Compito da svolgere: Ricopia senza modifiche, dal testo sulla violenza socio-ambientale in Honduras, tutto ciò che va da "Honduras e la" fino a "ricevuto riconoscimenti internazionali1 2 3.".

Sezione del documento:

Honduras e la violenza socio-ambientale | Elena Camino

 


Lesbia Janeth Urquia

Lesbia Janeth Urquia


Più di cento attivisti uccisi in 12 anni

7 luglio 2016: Lesbia Janeth Urquia, una attivista che era impegnata nella difesa dei diritti dei popoli indigeni e nella difesa ambientale, è stata uccisa in Honduras, quattro mesi dopo l’assassinio di Berta Caceres, che per il suo impegno aveva ricevuto riconoscimenti internazionali1 2 3.

Dati forniti:

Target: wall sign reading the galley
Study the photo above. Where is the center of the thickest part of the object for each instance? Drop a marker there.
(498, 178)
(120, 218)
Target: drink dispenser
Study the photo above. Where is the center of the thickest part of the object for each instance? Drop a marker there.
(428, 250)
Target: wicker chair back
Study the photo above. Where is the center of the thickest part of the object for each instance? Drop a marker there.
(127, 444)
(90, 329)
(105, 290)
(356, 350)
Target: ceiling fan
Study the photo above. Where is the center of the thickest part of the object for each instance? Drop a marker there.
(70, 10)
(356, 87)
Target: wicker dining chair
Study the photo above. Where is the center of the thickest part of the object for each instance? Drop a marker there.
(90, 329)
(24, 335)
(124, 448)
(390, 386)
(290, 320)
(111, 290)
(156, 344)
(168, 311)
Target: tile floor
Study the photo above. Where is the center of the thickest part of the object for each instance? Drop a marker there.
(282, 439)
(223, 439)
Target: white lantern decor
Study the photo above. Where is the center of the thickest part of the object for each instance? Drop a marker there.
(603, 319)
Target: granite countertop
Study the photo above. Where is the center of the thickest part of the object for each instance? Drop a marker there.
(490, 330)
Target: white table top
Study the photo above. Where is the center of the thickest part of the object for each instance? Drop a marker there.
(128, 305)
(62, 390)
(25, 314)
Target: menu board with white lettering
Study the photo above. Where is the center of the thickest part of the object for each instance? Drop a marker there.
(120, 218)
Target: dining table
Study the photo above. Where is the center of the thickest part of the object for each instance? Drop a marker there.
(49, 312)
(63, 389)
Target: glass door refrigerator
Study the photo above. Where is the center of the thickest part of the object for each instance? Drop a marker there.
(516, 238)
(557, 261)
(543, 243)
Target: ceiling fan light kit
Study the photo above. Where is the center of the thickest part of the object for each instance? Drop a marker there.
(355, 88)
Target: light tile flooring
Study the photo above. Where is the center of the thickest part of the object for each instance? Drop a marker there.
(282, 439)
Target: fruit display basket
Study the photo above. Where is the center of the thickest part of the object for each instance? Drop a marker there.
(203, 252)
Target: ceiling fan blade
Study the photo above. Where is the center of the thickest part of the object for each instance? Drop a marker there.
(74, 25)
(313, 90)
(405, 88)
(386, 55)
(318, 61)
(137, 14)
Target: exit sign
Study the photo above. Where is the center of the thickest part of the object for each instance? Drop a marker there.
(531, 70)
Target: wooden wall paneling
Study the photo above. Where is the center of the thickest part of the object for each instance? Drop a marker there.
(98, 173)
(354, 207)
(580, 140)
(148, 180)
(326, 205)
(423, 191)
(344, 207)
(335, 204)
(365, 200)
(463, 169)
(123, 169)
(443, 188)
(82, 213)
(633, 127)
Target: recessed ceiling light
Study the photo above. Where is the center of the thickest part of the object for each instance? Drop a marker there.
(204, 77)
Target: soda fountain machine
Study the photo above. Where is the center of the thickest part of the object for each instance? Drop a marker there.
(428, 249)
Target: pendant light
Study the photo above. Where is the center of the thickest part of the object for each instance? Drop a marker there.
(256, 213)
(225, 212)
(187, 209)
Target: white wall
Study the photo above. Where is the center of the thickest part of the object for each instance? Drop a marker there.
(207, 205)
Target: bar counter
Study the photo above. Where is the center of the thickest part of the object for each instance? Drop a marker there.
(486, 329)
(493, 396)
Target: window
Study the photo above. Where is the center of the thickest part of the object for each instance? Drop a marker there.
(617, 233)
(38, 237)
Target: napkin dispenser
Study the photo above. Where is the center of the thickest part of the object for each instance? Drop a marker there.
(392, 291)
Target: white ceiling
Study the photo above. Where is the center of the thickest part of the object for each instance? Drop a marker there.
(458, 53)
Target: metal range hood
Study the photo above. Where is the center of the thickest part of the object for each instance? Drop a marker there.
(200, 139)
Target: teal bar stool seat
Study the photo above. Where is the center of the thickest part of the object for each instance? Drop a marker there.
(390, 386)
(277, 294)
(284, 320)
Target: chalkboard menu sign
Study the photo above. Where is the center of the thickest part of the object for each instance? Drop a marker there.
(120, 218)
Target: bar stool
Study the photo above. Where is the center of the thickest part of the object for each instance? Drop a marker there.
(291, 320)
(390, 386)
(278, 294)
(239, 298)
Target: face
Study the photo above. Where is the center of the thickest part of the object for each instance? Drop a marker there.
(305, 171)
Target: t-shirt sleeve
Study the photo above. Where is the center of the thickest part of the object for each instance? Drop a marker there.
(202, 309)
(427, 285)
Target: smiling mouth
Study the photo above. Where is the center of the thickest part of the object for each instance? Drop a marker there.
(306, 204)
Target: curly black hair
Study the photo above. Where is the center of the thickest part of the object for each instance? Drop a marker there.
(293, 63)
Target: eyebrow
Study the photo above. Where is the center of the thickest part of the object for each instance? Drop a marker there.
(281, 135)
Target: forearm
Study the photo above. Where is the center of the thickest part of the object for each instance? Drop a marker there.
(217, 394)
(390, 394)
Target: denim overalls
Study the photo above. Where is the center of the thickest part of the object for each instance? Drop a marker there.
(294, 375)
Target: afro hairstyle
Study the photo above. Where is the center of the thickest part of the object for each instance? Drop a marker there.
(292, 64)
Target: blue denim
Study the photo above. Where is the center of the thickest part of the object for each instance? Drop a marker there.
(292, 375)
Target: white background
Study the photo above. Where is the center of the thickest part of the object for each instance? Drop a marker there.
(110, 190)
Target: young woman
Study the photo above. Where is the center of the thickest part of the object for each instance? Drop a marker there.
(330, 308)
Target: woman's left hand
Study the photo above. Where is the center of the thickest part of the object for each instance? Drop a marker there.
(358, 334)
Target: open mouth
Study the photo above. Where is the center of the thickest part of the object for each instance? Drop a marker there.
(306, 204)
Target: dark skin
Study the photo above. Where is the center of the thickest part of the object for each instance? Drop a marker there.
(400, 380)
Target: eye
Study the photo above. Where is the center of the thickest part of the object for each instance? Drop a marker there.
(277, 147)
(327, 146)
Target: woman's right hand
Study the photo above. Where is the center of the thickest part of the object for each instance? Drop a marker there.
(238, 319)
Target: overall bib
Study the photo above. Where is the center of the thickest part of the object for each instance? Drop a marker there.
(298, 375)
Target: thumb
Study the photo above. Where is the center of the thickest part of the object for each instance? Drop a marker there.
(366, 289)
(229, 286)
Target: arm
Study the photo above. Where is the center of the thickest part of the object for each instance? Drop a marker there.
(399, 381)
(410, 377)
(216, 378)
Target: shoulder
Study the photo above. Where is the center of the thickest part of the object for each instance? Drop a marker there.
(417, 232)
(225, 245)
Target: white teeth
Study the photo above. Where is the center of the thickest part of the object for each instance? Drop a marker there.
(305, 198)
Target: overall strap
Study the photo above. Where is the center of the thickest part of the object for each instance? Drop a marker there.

Risposta completa:
Honduras e la violenza socio-ambientale | Elena Camino

 


Lesbia Janeth Urquia

Lesbia Janeth Urquia


Più di cento attivisti uccisi in 12 anni

7 luglio 2016: Lesbia Janeth Urquia, una attivista che era impegnata nella difesa dei diritti dei popoli indigeni e nella difesa ambientale, è stata uccisa in Honduras, quattro mesi dopo l’assassinio di Berta Caceres, che per il suo impegno aveva ricevuto riconoscimenti internazionali1 2 3.